(ENTRIES PROVIDED Opens)
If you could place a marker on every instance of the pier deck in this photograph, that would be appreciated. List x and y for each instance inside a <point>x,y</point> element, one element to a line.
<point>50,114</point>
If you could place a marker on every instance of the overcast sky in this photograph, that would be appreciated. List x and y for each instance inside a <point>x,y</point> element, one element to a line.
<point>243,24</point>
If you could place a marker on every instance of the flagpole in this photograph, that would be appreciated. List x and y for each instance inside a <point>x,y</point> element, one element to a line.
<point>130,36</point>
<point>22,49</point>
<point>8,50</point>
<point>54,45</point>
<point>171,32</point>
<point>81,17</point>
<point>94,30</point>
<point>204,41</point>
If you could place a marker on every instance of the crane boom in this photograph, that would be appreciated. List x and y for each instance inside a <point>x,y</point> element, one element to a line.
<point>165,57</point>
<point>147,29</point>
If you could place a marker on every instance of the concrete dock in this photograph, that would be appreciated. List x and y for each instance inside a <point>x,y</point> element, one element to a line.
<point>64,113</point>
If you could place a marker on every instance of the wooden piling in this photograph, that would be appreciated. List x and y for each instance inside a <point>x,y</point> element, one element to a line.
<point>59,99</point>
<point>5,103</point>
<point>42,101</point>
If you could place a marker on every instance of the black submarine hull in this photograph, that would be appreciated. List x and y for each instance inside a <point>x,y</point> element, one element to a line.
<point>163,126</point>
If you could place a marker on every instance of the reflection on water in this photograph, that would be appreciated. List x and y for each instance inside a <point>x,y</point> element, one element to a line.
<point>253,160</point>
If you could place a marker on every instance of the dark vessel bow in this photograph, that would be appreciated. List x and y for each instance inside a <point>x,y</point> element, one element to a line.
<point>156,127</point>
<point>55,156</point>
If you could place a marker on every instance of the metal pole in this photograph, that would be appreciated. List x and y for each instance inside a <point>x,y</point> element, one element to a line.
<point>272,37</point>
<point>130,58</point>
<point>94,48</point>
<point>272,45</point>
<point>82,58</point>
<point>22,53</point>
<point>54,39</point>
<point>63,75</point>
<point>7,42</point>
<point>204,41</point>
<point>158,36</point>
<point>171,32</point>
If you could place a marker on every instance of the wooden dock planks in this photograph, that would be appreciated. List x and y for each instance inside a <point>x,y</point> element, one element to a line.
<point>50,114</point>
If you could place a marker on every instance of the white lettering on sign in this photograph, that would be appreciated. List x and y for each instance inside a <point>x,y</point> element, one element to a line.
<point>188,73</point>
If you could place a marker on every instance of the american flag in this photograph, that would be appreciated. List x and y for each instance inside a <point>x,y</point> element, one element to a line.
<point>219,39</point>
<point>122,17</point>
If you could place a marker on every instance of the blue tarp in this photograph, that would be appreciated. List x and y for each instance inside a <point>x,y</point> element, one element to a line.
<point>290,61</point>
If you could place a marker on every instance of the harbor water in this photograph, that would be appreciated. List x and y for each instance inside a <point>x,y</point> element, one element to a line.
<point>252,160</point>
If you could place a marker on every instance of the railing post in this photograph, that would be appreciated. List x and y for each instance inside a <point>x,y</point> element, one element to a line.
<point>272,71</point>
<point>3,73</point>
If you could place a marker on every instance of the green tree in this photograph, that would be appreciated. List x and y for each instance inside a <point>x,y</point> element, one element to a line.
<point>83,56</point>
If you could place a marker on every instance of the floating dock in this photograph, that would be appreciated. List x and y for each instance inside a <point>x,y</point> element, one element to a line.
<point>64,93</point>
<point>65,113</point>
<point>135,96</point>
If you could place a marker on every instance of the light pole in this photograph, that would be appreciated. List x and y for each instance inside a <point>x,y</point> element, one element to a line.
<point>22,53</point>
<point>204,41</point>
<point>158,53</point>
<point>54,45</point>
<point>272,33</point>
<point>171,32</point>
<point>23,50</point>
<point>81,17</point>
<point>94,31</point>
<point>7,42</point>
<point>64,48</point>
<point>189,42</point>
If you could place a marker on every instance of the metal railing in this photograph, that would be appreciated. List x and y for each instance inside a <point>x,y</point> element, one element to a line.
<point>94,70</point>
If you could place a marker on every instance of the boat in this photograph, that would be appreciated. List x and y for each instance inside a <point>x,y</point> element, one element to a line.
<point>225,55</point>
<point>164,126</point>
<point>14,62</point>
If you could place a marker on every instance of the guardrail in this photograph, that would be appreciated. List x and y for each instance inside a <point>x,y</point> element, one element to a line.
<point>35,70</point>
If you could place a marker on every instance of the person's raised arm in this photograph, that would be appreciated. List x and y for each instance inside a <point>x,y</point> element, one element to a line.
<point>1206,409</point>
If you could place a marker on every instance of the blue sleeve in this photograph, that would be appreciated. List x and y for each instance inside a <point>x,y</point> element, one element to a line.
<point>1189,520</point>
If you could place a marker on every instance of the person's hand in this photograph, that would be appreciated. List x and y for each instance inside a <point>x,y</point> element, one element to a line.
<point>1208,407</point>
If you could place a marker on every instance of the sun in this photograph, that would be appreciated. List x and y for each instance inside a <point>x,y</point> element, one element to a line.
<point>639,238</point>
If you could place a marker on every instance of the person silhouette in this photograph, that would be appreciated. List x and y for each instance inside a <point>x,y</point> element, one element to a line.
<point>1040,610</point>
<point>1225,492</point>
(ENTRIES PROVIDED Closes)
ASSIGNMENT => Write out again every entry above, exactly as given.

WRITTEN SOLUTION =>
If you could place a marker on every instance of the pier deck in this photograph, that would be appreciated. List x and y for each instance inside a <point>x,y</point> element, one element to a line.
<point>50,114</point>
If you could place a marker on every instance of the overcast sky in this photograph, that would be appreciated. List x and y for each instance inside a <point>x,y</point> element, one element to a line.
<point>243,24</point>
If you could place a marker on every instance of the flagpole in this photograph, that would be appreciated. List x and y for each instance inside a <point>x,y</point> element, one element to a line.
<point>130,36</point>
<point>22,49</point>
<point>8,50</point>
<point>54,45</point>
<point>171,32</point>
<point>81,17</point>
<point>94,30</point>
<point>204,41</point>
If you could place a marker on every instance of the crane boom in this photograph, that would be appreciated. List x and y for each instance inside a <point>x,y</point> element, one element to a line.
<point>165,57</point>
<point>147,29</point>
If you could place a marker on every instance of the concrete dock in this photograph, that would be appreciated. List x and y for each instance inside a <point>x,y</point> element, one element to a line.
<point>64,113</point>
If you could place a marker on every instance of the wooden piling in this photograph, that would be appreciated. List x and y for each instance inside a <point>x,y</point> element, one element to a line.
<point>59,99</point>
<point>5,103</point>
<point>42,101</point>
If you could place a marker on every instance of the black submarine hull in this photograph, that would be appreciated. List x and y for each instance inside a <point>x,y</point> element, one element to a line.
<point>163,126</point>
If you could place a marker on every instance of the reflection on water in this photograph, that would be appreciated. List x and y for each instance inside a <point>x,y</point> element, one element to a line.
<point>253,160</point>
If you could place a marker on every instance of the dark vessel bow in this photograph, that would be appreciated. List x and y for each instance inside a <point>x,y</point> element, one element to a line.
<point>156,127</point>
<point>55,156</point>
If you could place a marker on every instance of the metal pole in this photograph, that would be appreciated. List x and y for each instance inside a <point>x,y</point> element, one element to a line.
<point>272,37</point>
<point>130,58</point>
<point>94,48</point>
<point>272,45</point>
<point>82,58</point>
<point>22,53</point>
<point>54,39</point>
<point>63,75</point>
<point>7,42</point>
<point>204,41</point>
<point>158,36</point>
<point>171,32</point>
If you could place a marker on every instance of the wooden dock planks in this photograph, that would be appreciated. List x and y for each instance inside a <point>x,y</point> element, one element to a line.
<point>50,114</point>
If you could place a marker on every instance of the white lettering on sign in this photograph, that would be appreciated. List x and y for each instance inside a <point>x,y</point> element, one element to a line.
<point>188,73</point>
If you could place a marker on every instance of the american flag in this photograph, that would be appreciated. List x and y for each instance inside a <point>x,y</point> element, one element to a line.
<point>219,39</point>
<point>122,17</point>
If you could place a marker on every instance of the blue tarp in this photograph, that would be appreciated. List x and y for each instance inside a <point>x,y</point> element, one element to a line.
<point>290,61</point>
If you could place a marker on every instance of the harbor water in this photograph, that would be appreciated. List x and y for each instance inside a <point>x,y</point> element, one element to a line.
<point>252,160</point>
If you could place a marker on every instance of the railing post in this photograph, that would be appreciated. List x and y for each instance inside a <point>x,y</point> element, one element to a line.
<point>272,71</point>
<point>3,73</point>
If you could place a marker on every instance of the green tree in this photograph, that would be appreciated. List x and y for each instance inside a <point>x,y</point> element, one element to a line.
<point>83,56</point>
If you could place a marker on every instance of the floating dock in this photograph, that would be appreciated. List x and y for each instance inside a <point>x,y</point> element, one element to a line.
<point>64,93</point>
<point>65,113</point>
<point>135,96</point>
If you could place a marker on every instance of the light pole in this photograph, that would be appreciated. List x and y for each instance inside a <point>x,y</point> element, one element to a line.
<point>22,53</point>
<point>204,41</point>
<point>158,53</point>
<point>54,45</point>
<point>272,33</point>
<point>171,32</point>
<point>23,50</point>
<point>81,17</point>
<point>94,31</point>
<point>7,42</point>
<point>64,48</point>
<point>189,42</point>
If you could place a marker on every instance of the metal railing in this photograph, that would be appreciated. List x and y for each instance inside a <point>x,y</point> element, one element to a line.
<point>94,70</point>
If you could place a marker on every instance of the boat in this photograph, that would be appreciated. List x and y for each instance inside a <point>x,y</point> element, one element to a line.
<point>225,55</point>
<point>164,126</point>
<point>14,62</point>
If you could place a marker on every instance of the guardrail in this photograph, that would be appreciated. List x and y for each instance inside a <point>x,y</point> element, one element to a line.
<point>35,70</point>
If you could place a marker on every instance of the person's raised arm in this photograph, that would be appreciated. List x and y for each instance inside a <point>x,y</point> element, one element to a line.
<point>1206,409</point>
If you could place a marker on every instance of the blue sleeve in this photograph, that would be appreciated. List x and y for each instance inside a <point>x,y</point> element, one element to a line.
<point>1189,520</point>
If you could place a marker on every instance of the person's hand in this photograph, that would be appreciated. List x and y for each instance inside a <point>x,y</point> element, one element to a line.
<point>1208,407</point>
If you could place a marker on every instance of the sun in this photograph, that would be appreciated. List x and y for each instance inside a <point>x,y</point> element, one element to a line.
<point>639,238</point>
If you could place a marker on every instance of the person silhouette in this photograph, that would be appreciated. List x and y for each instance inside a <point>x,y</point> element, one element to a line.
<point>1040,610</point>
<point>1225,492</point>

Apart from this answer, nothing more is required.